(GIVEN PROBLEM) Return every line of the material below that contains the word "concrete".

Items from a labeling collection
┄┄┄┄┄┄
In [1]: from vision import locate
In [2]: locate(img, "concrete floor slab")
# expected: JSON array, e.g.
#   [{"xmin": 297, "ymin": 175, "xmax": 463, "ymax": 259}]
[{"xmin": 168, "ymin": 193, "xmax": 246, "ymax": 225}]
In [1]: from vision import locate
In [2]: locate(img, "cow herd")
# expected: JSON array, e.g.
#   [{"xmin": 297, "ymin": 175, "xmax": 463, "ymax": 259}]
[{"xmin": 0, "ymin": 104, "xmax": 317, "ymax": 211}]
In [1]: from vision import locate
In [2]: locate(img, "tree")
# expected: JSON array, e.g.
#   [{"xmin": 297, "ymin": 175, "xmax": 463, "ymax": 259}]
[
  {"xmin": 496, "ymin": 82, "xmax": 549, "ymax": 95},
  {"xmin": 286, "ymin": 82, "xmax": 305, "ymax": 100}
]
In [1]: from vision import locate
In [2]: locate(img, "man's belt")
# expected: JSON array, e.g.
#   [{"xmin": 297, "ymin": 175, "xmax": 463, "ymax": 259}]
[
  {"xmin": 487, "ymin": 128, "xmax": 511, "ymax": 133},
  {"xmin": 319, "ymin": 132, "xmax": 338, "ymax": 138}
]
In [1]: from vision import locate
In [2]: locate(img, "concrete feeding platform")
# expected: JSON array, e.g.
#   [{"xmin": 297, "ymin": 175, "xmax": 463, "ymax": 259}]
┄┄┄┄┄┄
(TASK SOLUTION)
In [2]: locate(img, "concrete floor slab")
In [2]: locate(img, "concrete feeding platform")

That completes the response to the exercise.